> Task requirements
Copy every one of the records below word for word, with no changes.

Data listing
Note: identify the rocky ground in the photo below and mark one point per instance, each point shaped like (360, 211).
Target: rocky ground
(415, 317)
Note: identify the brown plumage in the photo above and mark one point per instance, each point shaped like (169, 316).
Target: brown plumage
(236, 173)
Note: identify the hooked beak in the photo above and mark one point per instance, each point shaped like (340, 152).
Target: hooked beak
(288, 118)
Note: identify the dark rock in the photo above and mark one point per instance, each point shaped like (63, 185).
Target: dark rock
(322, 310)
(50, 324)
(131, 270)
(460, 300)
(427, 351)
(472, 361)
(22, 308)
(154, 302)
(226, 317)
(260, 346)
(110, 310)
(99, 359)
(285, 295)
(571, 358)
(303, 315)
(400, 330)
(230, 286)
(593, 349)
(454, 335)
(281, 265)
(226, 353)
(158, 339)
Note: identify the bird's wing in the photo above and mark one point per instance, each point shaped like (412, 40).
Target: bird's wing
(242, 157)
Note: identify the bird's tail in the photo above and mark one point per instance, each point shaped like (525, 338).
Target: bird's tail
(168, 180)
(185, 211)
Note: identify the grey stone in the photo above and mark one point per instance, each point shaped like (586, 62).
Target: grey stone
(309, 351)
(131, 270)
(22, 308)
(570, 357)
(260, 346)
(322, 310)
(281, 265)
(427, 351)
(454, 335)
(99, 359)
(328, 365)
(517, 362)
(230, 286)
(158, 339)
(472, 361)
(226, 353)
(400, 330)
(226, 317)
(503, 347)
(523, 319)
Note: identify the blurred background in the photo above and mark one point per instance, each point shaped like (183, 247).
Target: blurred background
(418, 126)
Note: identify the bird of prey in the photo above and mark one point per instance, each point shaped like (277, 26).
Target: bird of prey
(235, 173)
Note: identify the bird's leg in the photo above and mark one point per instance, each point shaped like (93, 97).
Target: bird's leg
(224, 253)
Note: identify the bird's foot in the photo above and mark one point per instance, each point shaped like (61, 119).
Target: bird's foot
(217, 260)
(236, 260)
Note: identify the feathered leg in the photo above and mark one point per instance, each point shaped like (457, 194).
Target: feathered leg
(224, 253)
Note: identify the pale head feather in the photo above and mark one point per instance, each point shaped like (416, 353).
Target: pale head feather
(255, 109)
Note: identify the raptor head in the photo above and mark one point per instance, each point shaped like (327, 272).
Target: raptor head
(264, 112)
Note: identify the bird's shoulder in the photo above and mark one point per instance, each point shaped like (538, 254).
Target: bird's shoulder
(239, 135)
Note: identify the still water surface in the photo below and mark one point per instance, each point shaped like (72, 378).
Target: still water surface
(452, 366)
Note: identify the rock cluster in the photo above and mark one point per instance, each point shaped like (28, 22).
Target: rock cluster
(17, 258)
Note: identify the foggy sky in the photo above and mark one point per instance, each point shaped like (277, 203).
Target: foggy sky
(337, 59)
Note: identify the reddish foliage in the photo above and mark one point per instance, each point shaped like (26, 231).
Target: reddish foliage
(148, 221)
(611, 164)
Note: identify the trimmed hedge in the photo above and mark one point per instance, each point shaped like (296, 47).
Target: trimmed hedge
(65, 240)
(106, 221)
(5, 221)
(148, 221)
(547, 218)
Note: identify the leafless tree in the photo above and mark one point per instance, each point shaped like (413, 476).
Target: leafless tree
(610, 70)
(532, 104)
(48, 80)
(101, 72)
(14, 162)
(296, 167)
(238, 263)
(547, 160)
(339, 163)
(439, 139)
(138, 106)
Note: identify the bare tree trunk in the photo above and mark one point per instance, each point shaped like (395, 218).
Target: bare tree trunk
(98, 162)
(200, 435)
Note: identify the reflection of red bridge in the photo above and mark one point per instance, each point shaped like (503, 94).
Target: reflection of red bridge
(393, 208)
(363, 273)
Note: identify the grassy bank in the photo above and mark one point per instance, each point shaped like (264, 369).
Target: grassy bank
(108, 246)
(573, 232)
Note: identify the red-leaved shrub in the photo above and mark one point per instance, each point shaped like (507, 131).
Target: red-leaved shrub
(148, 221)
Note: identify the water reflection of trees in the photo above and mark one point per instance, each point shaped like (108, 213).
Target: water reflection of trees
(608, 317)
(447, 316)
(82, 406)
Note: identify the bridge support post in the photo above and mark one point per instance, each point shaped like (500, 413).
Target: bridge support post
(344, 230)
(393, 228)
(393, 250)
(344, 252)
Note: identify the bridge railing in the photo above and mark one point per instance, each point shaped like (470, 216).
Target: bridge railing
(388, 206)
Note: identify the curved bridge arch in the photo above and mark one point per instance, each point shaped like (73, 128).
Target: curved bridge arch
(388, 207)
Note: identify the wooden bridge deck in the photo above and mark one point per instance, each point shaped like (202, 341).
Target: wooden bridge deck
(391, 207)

> Output of the task
Note: identify the rocky ground in the photo below and mark one point per instance, each point shaped like (360, 211).
Target: rocky ground
(415, 317)
Note: identify the brown plumage in the photo above and mark one point per instance, each point shaped like (169, 316).
Target: brown plumage
(236, 173)
Note: identify the hooked beak in the photo above and mark one point per instance, each point shaped like (340, 152).
Target: hooked beak
(288, 118)
Note: identify the dark rock in the photo above and mark one point per instance, each point shaped like (63, 185).
Target: dark rock
(322, 310)
(50, 324)
(131, 270)
(460, 300)
(427, 351)
(472, 361)
(22, 308)
(154, 302)
(226, 317)
(260, 346)
(110, 310)
(99, 359)
(285, 295)
(571, 358)
(303, 315)
(400, 330)
(230, 286)
(593, 349)
(454, 335)
(281, 265)
(226, 353)
(158, 339)
Note: identify the bird's wing in the photo above and mark one point per instance, each point shaped like (412, 40).
Target: bird's wing
(242, 157)
Note: identify the bird's tail in the photo above and mark one point per instance, each point shaped like (525, 338).
Target: bird's tail
(168, 180)
(185, 211)
Note: identify the grey stone in the photo above and mark one point per instance, each point shaped like (586, 62).
Target: grey stone
(309, 351)
(131, 270)
(22, 308)
(570, 357)
(260, 346)
(322, 310)
(281, 265)
(427, 351)
(454, 335)
(99, 359)
(328, 365)
(517, 362)
(230, 286)
(158, 339)
(472, 361)
(226, 353)
(400, 330)
(226, 317)
(503, 347)
(523, 319)
Note: identify the blurred background in the photo above and mark one point per instance, each point shaped like (183, 247).
Target: blurred background
(418, 126)
Note: identify the bird of prey in the photo above and mark one point per instance, each point shaped like (277, 26).
Target: bird of prey
(235, 173)
Note: identify the bird's leg in the photo above and mark one point per instance, each point shaped like (93, 97).
Target: bird's leg
(224, 253)
Note: identify the bird's foot in the photo above and mark one point per instance, each point shaped like (61, 119).
Target: bird's foot
(217, 260)
(236, 260)
Note: identify the feathered leg in the photo above and mark one point per instance, each point shaped like (457, 194).
Target: feathered leg
(224, 253)
Note: identify the pale head feather in the photo above and mark one point per instance, each point shaped like (416, 353).
Target: pale head feather
(255, 109)
Note: identify the raptor head in the photo above and mark one point per instance, each point shaped like (327, 272).
Target: raptor head
(264, 112)
Note: identify the bird's shoulder in the photo above and mark one point per instance, each point shaped like (538, 254).
Target: bird's shoulder
(239, 135)
Note: identify the still water surface in the photo below and mark one point per instance, each point shaped like (72, 378).
Target: still water surface
(452, 366)
Note: identify the rock cluster in the photo above and mark one point per instance, each point shaped like (28, 22).
Target: rock cluster
(17, 258)
Note: identify the foggy sky in the photo above and mark one point per instance, each point shaped like (277, 203).
Target: foggy sky
(337, 59)
Note: identify the reddish foliage in the photo above and mark one point per instance, each point shaped like (26, 231).
Target: reddish foliage
(148, 221)
(611, 164)
Note: identify the trimmed hedge in the photo above and mark one point per instance, each point shaped like (296, 47).
Target: trimmed hedge
(65, 240)
(106, 221)
(5, 221)
(148, 221)
(547, 218)
Note: identify the leafless tree in the photo above and mark one point per instance, each point shaped like (413, 476).
Target: leafless tree
(610, 70)
(532, 104)
(48, 80)
(101, 72)
(14, 162)
(296, 167)
(238, 263)
(547, 160)
(339, 163)
(439, 139)
(138, 106)
Note: identify the bare tree trunk in the photo above and mark one point per instance, each point shaped like (395, 218).
Target: bare tree trunk
(98, 162)
(200, 435)
Note: identify the reflection of red bridge in the photo above and mark one point per instance, each point shaped like (503, 94).
Target: reflection of red bridge
(393, 208)
(363, 273)
Note: identify the grassy bank in the photo above and mark one point per instance, each point shaped like (264, 369).
Target: grassy bank
(108, 246)
(573, 232)
Note: identify the red-leaved shrub in the photo above and mark one point per instance, each point shaped like (507, 131).
Target: red-leaved shrub
(148, 221)
Note: identify the water reflection of trees in the photo above and mark one point per instance, each point shaped like (108, 213).
Target: water reflection of trees
(608, 317)
(447, 316)
(82, 406)
Note: identify the bridge support post in the photo above and mark one point per instance, each point shaped like (500, 413).
Target: bridge support post
(344, 230)
(393, 228)
(393, 250)
(344, 252)
Note: identify the bridge railing in the photo above and mark one point per instance, each point shaped like (470, 216).
Target: bridge railing
(388, 206)
Note: identify the curved bridge arch in the photo above and mark one point per instance, each point shaped like (73, 128).
Target: curved bridge arch
(388, 207)
Note: identify the wooden bridge deck in the photo above and mark one point per instance, each point shaped like (202, 341).
Target: wooden bridge deck
(391, 207)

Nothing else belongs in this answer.